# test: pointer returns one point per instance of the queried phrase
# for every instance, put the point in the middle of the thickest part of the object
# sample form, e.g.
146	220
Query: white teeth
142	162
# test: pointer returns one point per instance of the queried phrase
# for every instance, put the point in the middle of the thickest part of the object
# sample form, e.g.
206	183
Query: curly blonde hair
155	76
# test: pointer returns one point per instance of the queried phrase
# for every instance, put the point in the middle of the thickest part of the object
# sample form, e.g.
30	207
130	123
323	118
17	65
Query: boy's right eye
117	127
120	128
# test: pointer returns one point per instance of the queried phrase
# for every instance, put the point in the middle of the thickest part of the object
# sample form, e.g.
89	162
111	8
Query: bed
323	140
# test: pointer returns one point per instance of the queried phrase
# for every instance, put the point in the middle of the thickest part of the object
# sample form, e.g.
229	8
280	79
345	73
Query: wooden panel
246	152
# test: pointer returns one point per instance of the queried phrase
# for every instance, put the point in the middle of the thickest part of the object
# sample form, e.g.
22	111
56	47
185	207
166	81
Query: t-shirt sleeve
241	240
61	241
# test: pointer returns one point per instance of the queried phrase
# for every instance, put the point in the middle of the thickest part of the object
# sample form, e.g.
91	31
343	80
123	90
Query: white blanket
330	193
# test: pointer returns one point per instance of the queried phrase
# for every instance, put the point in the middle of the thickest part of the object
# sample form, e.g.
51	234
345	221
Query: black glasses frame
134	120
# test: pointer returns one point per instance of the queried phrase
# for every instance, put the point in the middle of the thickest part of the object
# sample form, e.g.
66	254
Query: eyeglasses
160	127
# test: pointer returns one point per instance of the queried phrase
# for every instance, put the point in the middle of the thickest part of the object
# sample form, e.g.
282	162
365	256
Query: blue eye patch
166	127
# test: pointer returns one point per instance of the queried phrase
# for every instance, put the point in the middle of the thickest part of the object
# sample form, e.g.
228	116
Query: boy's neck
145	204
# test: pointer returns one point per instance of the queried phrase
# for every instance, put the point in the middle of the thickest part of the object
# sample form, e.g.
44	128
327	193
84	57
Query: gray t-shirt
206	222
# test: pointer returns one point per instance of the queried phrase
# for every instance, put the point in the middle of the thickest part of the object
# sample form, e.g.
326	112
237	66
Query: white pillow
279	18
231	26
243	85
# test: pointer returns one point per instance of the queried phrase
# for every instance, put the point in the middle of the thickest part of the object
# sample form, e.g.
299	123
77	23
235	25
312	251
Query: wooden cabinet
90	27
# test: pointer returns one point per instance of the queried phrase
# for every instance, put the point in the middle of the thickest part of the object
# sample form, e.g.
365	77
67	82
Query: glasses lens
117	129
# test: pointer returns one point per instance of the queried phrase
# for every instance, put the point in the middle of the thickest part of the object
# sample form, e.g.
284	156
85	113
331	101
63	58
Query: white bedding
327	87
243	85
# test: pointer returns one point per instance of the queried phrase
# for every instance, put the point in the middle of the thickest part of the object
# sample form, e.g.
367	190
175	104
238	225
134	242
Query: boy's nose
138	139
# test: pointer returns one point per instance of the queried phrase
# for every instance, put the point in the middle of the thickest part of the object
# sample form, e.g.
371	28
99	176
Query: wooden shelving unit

================

▸ ABOUT THIS TASK
Print out an identical copy of the whole listing.

▸ ANSWER
# test: pointer returns one point per instance of the queried phrase
# for every instance, put the point in the middle of the thickest part of the object
# sample form, e.g.
146	220
Query: white teeth
142	162
# test: pointer returns one point per instance of the queried phrase
# for every instance, put the point in the middle of the thickest part of the object
# sample form, e.g.
206	183
Query: curly blonde hair
155	76
# test: pointer returns one point per instance of the queried phrase
# for every instance, put the point in the middle of the thickest part of the object
# sample form, e.g.
30	207
130	123
323	118
17	65
Query: boy's right eye
117	127
120	128
# test: pointer returns one point per instance of the queried phrase
# for every instance, put the point in the middle of the thickest part of the object
# sample form, e.g.
89	162
111	8
Query: bed
323	140
# test: pointer returns one point per instance of the queried phrase
# for every instance, put the point in the middle of the thickest part of the object
# sample form, e.g.
229	8
280	79
345	73
Query: wooden panel
246	152
# test: pointer returns one point per instance of the queried phrase
# for every instance, put the point in the middle of the thickest part of the object
# sample form, e.g.
22	111
56	47
185	207
166	81
Query: t-shirt sleeve
241	240
61	241
# test: pointer returns one point per instance of the queried phrase
# for every instance, put the point in the middle of the thickest part of the object
# sample form, e.g.
91	31
343	80
123	90
Query: white blanket
330	193
# test: pointer returns one point per instance of the queried phrase
# for every instance, put the point in the middle of the thickest part of the object
# sample form, e.g.
51	234
345	221
Query: black glasses frame
134	120
# test: pointer returns one point per instance of the queried phrase
# for every instance, put the point in the middle of the thickest part of the object
# sample form, e.g.
66	254
Query: eyeglasses
160	127
# test: pointer returns one point per instance of the queried phrase
# for every instance, put the point in the middle of the thickest part of the object
# sample form, e.g.
282	162
365	256
Query: blue eye patch
166	127
# test: pointer returns one point per instance of the queried phrase
# for every instance, put the point in the middle of the thickest part of the object
# sample form, e.g.
228	116
Query: boy's neck
145	204
# test: pointer returns one point per instance of the queried phrase
# for every instance, put the point in the middle of the thickest part of the object
# sample form, e.g.
44	128
327	193
84	57
Query: gray t-shirt
206	222
# test: pointer returns one point per instance of the queried phrase
# for every instance, put the point in the middle of the thickest part of the object
# sample form, e.g.
326	112
237	66
Query: white pillow
279	18
231	26
243	85
# test: pointer returns one point per instance of the queried phrase
# for every instance, put the point in the middle of the thickest part of the object
# sample form, e.g.
299	123
77	23
235	25
312	251
Query: wooden cabinet
90	27
# test: pointer returns one point per instance of the queried phrase
# for every instance, put the point in the middle of the thickest part of the object
# sample form, e.g.
365	77
67	82
Query: glasses lens
117	129
# test: pointer returns one point per instance of the queried phrase
# for every instance, put the point in the middle of the thickest part of the object
# sample form, e.g.
284	156
85	113
331	101
63	58
Query: white bedding
327	87
243	85
# test: pointer returns one point per instance of the queried phrase
# for every instance, put the point in the middle of the thickest part of the object
# sample form, e.g.
367	190
175	104
238	225
134	242
Query: boy's nose
138	139
# test: pointer returns one point per instance of the queried phrase
# for every instance, put the point in the middle of the thickest part of the object
# sample form, e.g.
371	28
99	176
Query: wooden shelving unit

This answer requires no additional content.